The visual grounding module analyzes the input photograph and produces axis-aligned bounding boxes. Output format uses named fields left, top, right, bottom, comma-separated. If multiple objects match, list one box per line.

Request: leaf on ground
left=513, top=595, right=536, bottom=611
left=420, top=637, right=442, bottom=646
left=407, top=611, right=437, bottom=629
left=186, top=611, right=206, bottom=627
--------------------
▸ Problem to work on:
Extract the full set of entries word for word.

▸ Answer to this problem:
The visual grounding module analyzes the input photograph and produces axis-aligned bounding boxes. Output format uses named fields left, top, right, bottom, comma-separated. If multiple objects match, list one box per line.

Request: leaf on ground
left=513, top=595, right=536, bottom=611
left=420, top=637, right=442, bottom=646
left=407, top=611, right=437, bottom=629
left=186, top=611, right=206, bottom=627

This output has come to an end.